Problem details
Check every line below for the string "blue". Copy the ones that have it.
══════════
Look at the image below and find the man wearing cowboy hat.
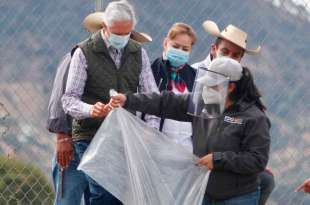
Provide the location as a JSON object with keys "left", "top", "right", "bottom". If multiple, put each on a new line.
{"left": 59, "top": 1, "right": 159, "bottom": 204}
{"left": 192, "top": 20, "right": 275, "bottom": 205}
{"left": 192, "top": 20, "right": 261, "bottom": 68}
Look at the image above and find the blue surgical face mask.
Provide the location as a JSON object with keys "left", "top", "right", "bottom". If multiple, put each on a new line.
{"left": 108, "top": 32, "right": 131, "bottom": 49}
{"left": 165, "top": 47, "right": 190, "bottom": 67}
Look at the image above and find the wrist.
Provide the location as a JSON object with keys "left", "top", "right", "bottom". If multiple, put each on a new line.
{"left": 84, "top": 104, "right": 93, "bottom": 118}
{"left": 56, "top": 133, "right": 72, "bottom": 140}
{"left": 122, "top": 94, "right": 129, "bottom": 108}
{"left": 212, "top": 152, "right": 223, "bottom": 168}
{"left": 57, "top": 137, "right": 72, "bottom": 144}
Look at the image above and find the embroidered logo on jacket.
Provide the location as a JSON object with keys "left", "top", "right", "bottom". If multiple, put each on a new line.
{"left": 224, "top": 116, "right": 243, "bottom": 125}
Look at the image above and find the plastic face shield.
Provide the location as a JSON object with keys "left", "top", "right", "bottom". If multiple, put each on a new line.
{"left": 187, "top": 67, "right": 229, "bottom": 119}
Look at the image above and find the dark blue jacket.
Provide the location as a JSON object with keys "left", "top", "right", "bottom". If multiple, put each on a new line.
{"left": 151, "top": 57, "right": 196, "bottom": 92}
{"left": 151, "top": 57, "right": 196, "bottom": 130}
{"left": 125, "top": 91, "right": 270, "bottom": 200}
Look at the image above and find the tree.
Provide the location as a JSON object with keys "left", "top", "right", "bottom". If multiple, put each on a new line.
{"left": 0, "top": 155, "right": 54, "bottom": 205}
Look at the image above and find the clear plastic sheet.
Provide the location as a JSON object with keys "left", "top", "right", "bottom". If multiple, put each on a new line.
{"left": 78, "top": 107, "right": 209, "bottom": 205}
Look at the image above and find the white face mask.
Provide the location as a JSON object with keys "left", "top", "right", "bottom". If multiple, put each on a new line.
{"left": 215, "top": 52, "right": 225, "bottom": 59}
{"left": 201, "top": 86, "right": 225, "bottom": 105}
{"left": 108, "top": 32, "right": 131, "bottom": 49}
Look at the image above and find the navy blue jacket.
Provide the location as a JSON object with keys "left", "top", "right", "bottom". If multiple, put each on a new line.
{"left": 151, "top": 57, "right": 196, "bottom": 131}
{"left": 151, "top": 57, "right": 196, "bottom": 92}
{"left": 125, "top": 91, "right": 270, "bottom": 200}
══════════
Your response
Look at the image above and find the blue surgical face mask.
Look at the image above and find the dark blue jacket.
Look at the image above and find the navy blue jacket.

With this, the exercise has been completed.